> _Task item_:
Extract the stretch of the serotonin and pain article from "While serotonin is" through "disorders like Alzheimer’s.", copying it word for word.

> _Text segment_:
"""

Researchers from the Champalimaud Neuroscience Programme have confirmed the role of the feel-good neurotransmitter serotonin in alleviating pain by using a combination of advanced genetic and optical techniques. Their research was published in the scientific journal PLOS ONE.

The main role of serotonin is to relay information from one part of the brain to the other. It is known to be involved in a wide variety of physiological functions and behaviors. "Serotonin is a small molecule known to be implicated in a wide range of brain functions, from the control of sleep and appetite, to the regulation of complex emotional behaviors. This neurotransmitter is also popularly thought to contribute to feelings of well being and happiness, as some anti-depression medications work through increasing serotonin in the brain," said Zachary Mainen, CNP director and principal investigator of the Systems Neuroscience Lab, in a statement.

While serotonin is widely researched, it still challenging to research due to its location in the brain. The cells that produce serotonin are located in a specialized group of cells called the dorsal raphe nucleus (DRN), which are located deep in the brain. "In addition, other cells that produce and release different molecules are also present in the DRN, which means that general stimulation of the area may result in the release of other molecules besides serotonin," Mainen said. DRN is also strongly associated with brain dysfunction and disorders like Alzheimer’s.

So, to overcome these limitations and to better understand serotonin’s functions, the researchers used optogenetics — a method that uses light and genetics to manipulate neural activity. The use of light-sensitive ion channels helps to target specific neurons with extreme precision. It has been successfully used in many areas of neuroscience, from studying the mechanisms of antidepressants to understanding physiological processes like breathing.

In the current study, the researchers used genetic techniques to express a light-sensitive protein in the serotonin-producing cells of mice. When the researchers shone light on these cells, the cells released serotonin. As expected, their experiment showed the positive effects of serotonin. Mice that were stimulated to release serotonin showed a significantly decreased sensitivity to pain compared to mice in the control group.

"We devoted substantial efforts to optimizing light activation of serotonin-producing cells," Mainen said. "Overall, these results provide a new level of evidence on the importance of serotonin in gating the influence of sensory inputs to behavioral outputs, a key physiological role that will help define large-scale theories of serotonin function. Moreover, it has possible implications for better understanding chronic pain treatment."

"""

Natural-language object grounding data
"""

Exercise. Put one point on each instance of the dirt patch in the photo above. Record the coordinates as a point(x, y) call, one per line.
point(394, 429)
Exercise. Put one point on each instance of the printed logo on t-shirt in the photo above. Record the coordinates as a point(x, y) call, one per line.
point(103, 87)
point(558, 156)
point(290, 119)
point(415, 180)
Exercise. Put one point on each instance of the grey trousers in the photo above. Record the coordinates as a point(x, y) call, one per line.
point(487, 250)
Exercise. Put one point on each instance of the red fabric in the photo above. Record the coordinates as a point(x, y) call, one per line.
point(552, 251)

"""
"""

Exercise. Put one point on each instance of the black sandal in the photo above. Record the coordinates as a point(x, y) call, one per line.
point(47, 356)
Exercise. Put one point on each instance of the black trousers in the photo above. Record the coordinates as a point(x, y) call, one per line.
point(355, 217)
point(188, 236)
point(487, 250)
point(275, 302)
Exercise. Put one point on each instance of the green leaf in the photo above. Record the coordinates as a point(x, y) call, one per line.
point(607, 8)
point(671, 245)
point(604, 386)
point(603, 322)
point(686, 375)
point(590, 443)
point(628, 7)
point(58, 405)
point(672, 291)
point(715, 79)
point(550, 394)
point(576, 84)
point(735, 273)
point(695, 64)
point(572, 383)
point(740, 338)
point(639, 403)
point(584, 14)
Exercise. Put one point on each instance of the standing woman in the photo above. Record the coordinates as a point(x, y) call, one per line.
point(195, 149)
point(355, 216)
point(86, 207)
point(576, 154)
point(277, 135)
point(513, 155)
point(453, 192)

"""

> _Output of the exercise_:
While serotonin is widely researched, it still challenging to research due to its location in the brain. The cells that produce serotonin are located in a specialized group of cells called the dorsal raphe nucleus (DRN), which are located deep in the brain. "In addition, other cells that produce and release different molecules are also present in the DRN, which means that general stimulation of the area may result in the release of other molecules besides serotonin," Mainen said. DRN is also strongly associated with brain dysfunction and disorders like Alzheimer’s.